> **WHAT THE TASK ASKS**
A faithful copy of every record is needed here. Images must not appear in it.

> **INFORMATION GIVEN**
--- START ---

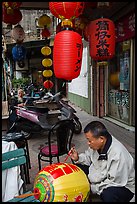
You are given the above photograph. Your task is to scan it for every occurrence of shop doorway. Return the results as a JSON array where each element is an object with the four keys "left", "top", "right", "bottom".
[{"left": 96, "top": 62, "right": 108, "bottom": 118}]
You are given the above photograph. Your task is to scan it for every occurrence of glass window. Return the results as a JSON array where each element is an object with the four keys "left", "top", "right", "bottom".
[{"left": 108, "top": 40, "right": 130, "bottom": 124}]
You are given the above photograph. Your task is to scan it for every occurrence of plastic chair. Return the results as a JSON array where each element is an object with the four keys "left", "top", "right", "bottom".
[
  {"left": 2, "top": 148, "right": 28, "bottom": 193},
  {"left": 38, "top": 119, "right": 75, "bottom": 170}
]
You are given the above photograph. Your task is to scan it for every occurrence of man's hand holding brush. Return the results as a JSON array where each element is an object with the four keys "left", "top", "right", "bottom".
[{"left": 68, "top": 146, "right": 79, "bottom": 162}]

--- END ---

> **WRITTEN SOLUTION**
You are given the above photograph. Your task is to scan it for every occurrence of shop doorway. Return the results as a JSON array where each element is an object with the four keys "left", "top", "right", "bottom".
[{"left": 96, "top": 62, "right": 108, "bottom": 118}]
You are given the above photograph. Your task is to scan it for every occurrence of glass window. Return the results as a JSON array where each element is an object with the four keys "left", "top", "right", "bottom".
[{"left": 108, "top": 40, "right": 130, "bottom": 124}]
You are given the above photograph. Your task is to scan it for every occurrence of plastic chair. Return the results as a JSON array where each element is an object with the four keys "left", "top", "right", "bottom".
[
  {"left": 2, "top": 148, "right": 28, "bottom": 193},
  {"left": 38, "top": 119, "right": 75, "bottom": 170}
]
You are given the above photograph. Your task is to scan it for every occurrence of man's hand holding brush. Return the results as a JSON array where each element is an object with the four keys "left", "top", "right", "bottom".
[{"left": 68, "top": 146, "right": 79, "bottom": 162}]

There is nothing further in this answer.